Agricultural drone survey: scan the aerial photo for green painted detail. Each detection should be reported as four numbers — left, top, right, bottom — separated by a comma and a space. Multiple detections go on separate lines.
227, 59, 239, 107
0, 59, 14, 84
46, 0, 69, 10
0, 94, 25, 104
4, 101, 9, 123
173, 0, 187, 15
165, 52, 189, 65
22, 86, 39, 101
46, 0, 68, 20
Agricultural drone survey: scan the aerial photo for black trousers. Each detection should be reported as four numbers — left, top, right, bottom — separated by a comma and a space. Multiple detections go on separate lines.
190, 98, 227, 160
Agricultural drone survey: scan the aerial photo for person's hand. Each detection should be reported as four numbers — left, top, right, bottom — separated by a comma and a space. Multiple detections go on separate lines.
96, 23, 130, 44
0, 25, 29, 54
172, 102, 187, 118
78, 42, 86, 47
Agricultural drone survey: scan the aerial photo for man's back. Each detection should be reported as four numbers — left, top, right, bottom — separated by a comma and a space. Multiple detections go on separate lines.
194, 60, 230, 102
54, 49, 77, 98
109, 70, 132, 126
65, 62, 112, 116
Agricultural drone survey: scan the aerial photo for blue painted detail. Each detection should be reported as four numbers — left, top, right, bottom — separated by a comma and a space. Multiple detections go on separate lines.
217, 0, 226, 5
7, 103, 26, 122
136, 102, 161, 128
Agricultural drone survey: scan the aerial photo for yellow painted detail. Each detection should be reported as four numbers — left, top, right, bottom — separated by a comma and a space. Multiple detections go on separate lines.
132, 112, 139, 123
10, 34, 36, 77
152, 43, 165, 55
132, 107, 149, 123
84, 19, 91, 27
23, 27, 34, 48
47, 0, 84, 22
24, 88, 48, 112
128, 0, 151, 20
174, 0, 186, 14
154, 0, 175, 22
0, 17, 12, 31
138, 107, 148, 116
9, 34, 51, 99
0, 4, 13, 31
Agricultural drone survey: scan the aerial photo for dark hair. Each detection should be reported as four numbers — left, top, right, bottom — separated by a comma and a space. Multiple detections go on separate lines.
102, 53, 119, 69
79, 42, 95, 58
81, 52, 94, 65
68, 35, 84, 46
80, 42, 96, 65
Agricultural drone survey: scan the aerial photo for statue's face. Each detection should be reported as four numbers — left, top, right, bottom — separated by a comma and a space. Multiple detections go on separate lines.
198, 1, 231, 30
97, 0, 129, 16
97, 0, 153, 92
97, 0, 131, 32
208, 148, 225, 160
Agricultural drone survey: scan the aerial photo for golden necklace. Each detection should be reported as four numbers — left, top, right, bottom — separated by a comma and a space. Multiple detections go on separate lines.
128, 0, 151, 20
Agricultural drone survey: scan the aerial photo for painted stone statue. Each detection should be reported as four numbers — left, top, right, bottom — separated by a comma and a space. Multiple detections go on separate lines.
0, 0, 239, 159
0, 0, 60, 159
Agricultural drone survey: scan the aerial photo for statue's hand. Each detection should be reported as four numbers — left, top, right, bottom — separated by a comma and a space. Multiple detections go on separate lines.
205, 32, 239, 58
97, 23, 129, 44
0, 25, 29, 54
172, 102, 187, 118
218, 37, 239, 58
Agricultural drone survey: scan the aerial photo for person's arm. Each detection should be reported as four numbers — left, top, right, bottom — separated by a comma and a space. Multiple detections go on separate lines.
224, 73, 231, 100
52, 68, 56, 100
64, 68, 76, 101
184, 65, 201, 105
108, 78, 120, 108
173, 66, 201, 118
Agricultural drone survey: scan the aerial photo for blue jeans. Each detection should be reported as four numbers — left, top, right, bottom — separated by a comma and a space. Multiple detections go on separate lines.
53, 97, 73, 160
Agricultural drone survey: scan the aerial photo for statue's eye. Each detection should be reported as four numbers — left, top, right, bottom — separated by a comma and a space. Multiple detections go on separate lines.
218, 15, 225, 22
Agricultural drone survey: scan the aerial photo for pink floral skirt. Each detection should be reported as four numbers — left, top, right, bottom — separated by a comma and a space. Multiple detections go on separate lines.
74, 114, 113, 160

-- WHAT YOU WILL DO --
Please be sure to repeat every entry exactly.

-- SOLUTION TO THIS PROBLEM --
Agricultural drone survey: scan the aerial photo for green painted detail. Each detection should be reported as four numbers — left, top, right, bottom — separated by a comma and a space. Multiple detections go on separate lines.
227, 59, 239, 107
0, 59, 14, 84
46, 0, 69, 10
0, 94, 25, 104
4, 101, 9, 123
173, 0, 187, 15
165, 52, 189, 65
22, 86, 39, 101
46, 0, 68, 20
Agricultural drone survey: scan the aerial photo for black trousers. Each detection should be reported as four numbers — left, top, right, bottom — separated by a comma and a space. Multiple detections go on separate lines.
190, 98, 227, 160
Agricultural drone survey: scan the aerial photo for person's hand. Each detection should be reported as four numbers — left, top, right, bottom — separated by a comma and a space. Multiple detections go on separate lines.
96, 23, 130, 44
0, 25, 29, 54
172, 102, 187, 118
78, 42, 86, 47
Agricultural drone survey: scan the aerial photo for man's back. Each detection should be reported as four numbers — left, top, right, bottom — separated by a comma and a space. Multiple detections go on separate lines.
194, 60, 230, 102
54, 49, 77, 98
109, 70, 132, 126
65, 62, 112, 116
Agricultural drone survey: scan the aerial photo for blue painted detail. Each detection should be reported as four numbers — left, top, right, bottom — separated by a comma and a space. Multiple detections go on separate lines.
217, 0, 226, 5
7, 103, 26, 122
136, 102, 161, 128
Agricultural drone survey: scan the aerial photo for yellow painted detail. Each detection should be reported as four numbers — left, top, right, bottom — separated by a comma and a space. Multiple detections go on separate lines.
132, 112, 139, 123
10, 34, 36, 77
152, 43, 165, 55
132, 107, 149, 123
84, 19, 91, 27
23, 27, 34, 48
47, 0, 84, 22
24, 88, 48, 112
128, 0, 151, 20
174, 0, 186, 14
154, 0, 175, 22
0, 17, 12, 31
138, 107, 148, 116
9, 34, 51, 99
0, 4, 13, 31
Agricultural drone survey: scan the aerial photo for dark hair. Each detection should be reported as four numbers — left, top, right, bottom — separated by a comma and a space. Multiple detections go on separate lines.
102, 53, 119, 69
79, 42, 95, 58
81, 52, 94, 65
68, 35, 84, 46
80, 42, 96, 65
Agricultural drone survey: scan the aerial photo for statue's face. Each detection should be reported as four numbers — left, top, right, bottom — separated by a comma and a space. Multiple detections go on separate lines.
198, 1, 231, 30
97, 0, 129, 16
97, 0, 153, 92
97, 0, 131, 32
208, 148, 225, 160
Agricultural drone survey: scan the aerial photo for golden necklace. Each detection should be reported as four numbers — left, top, right, bottom — separated by a comma and a space. Multiple detections go on separate lines.
128, 0, 151, 20
Agricultural drone survey: scan the aerial photo for painted stone statue. Each detection should be reported as four numbers — left, top, right, bottom — separated by a comma and a space. Multiple detections go on separate lines.
0, 0, 239, 159
0, 0, 60, 159
Agricultural drone survey: scan the aerial photo for statue's hand. Each detection should be reported as four numbers — left, top, right, bottom — separated by a comma and a space. Multiple detections go on separate lines.
205, 32, 239, 58
97, 23, 129, 44
0, 25, 29, 54
172, 102, 187, 118
218, 37, 239, 58
Agricultural drone survey: scan the aerial photo for person's arm. Each detection should be reported as four numbers — left, top, right, bottom — separated by a comma and a space. Multiple detections go on separate lines.
224, 73, 231, 100
52, 68, 56, 100
64, 68, 76, 101
184, 65, 201, 105
108, 78, 120, 108
173, 66, 201, 118
Agricultural drone survey: scan the aerial photo for blue jeans. Each detection should be reported as four numbers — left, top, right, bottom — separated by a comma and a space. Multiple detections go on separate lines.
53, 97, 73, 160
Agricultural drone survey: scan the aerial photo for statue's eye. Each detection should be reported as four numbers — left, top, right, bottom — separated by a comma and a space. Multiple detections go on separate lines.
218, 15, 225, 22
Agricultural drone survey: scan the aerial photo for pink floral skirt. Each detection should be reported as four numbers — left, top, right, bottom — separated by a comma and a space. Multiple detections go on separate lines.
74, 114, 113, 160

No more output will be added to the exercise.